## Belge bölümü
►

Eski, hangi zamanda olursa olsun, özlemi de beraberinde getirir daima. Bir inanca, bir geleneğe, bir nesneye ya da bir kişiye olan özlem çoğu zaman varlığını korur. Gerçekten özlem duymak ne demek? Neye ve neden özlem duyarız? Belki de özlem duyulan şey, kişi, olay her ne ise onu arzuluyoruz, yani yürekten istiyoruzdur. Bu istenilenin yakın ya da uzak geçmişte olmasına değil sadece eski olana özlemimiz ve hayranlığımız vardır. Bu durum belki gerçekten eskinin daha güzel oluşundan, belki de yeniye olan sabırsızlığımızdan kaynaklanıyor olabilir. Kendimizi tam hissedemediğimiz zamanlar bir şeylere, birilerine, bir yerlere özlem duyuyor olabiliriz. Hepimizin içinde bir yerlerde özlem hissi var. Bu sadece kişilere değil, yaşamlarımıza, geçmişimize, hatta kendimize yönelik bile olabiliyor.
Eskiye özlem duyduğumuz, yüzümüzü eskinin gülümsettiği zamanları düşününce, nerde o eski saf duygular diyoruz. Sahi o günkü saf duygu bugün yok mu, yoksa o günün içinde mi böyle oluyordu. Yokluk içindeydik ama huzurluyduk diye anlatılan hikâyeler… Bayram olsa da yeni bir kıyafet ya da bir çift ayakkabım olsa, odun sobasının etrafında bir taraftan soğuk bir taraftan etrafında ısınmak için yer aradığım ve sobanın üstündeki pişen çorbanın burnumda sıcacık kokusu ile oluşturduğu mutluluk gibi… anlatılar devam eder.

◄

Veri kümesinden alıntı
►

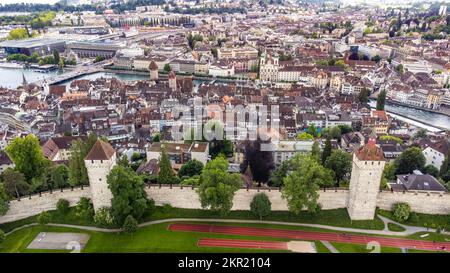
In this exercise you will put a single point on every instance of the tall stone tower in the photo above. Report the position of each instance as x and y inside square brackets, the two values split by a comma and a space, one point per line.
[172, 81]
[99, 162]
[153, 71]
[367, 170]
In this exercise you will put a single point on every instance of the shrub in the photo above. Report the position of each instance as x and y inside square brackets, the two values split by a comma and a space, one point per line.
[84, 208]
[2, 236]
[62, 207]
[166, 208]
[103, 217]
[260, 205]
[401, 212]
[130, 225]
[44, 218]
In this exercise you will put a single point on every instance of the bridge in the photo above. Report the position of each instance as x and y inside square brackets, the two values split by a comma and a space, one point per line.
[79, 71]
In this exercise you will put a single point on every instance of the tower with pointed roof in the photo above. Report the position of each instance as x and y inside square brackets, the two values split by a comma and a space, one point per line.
[99, 162]
[172, 81]
[367, 171]
[153, 71]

◄

## Yapılacak iş
Özlem üzerine yazıda "Eski, hangi zamanda" sözlerinin geçtiği yerden başlayıp "yönelik bile olabiliyor." sözlerinden sonra durarak o bölümü hiç değiştirmeden yeniden yazar mısınız? Kayıtlar, yazıdan bağımsız ayrı bir malzemedir.

## Alıştırma yanıtı
Eski, hangi zamanda olursa olsun, özlemi de beraberinde getirir daima. Bir inanca, bir geleneğe, bir nesneye ya da bir kişiye olan özlem çoğu zaman varlığını korur. Gerçekten özlem duymak ne demek? Neye ve neden özlem duyarız? Belki de özlem duyulan şey, kişi, olay her ne ise onu arzuluyoruz, yani yürekten istiyoruzdur. Bu istenilenin yakın ya da uzak geçmişte olmasına değil sadece eski olana özlemimiz ve hayranlığımız vardır. Bu durum belki gerçekten eskinin daha güzel oluşundan, belki de yeniye olan sabırsızlığımızdan kaynaklanıyor olabilir. Kendimizi tam hissedemediğimiz zamanlar bir şeylere, birilerine, bir yerlere özlem duyuyor olabiliriz. Hepimizin içinde bir yerlerde özlem hissi var. Bu sadece kişilere değil, yaşamlarımıza, geçmişimize, hatta kendimize yönelik bile olabiliyor.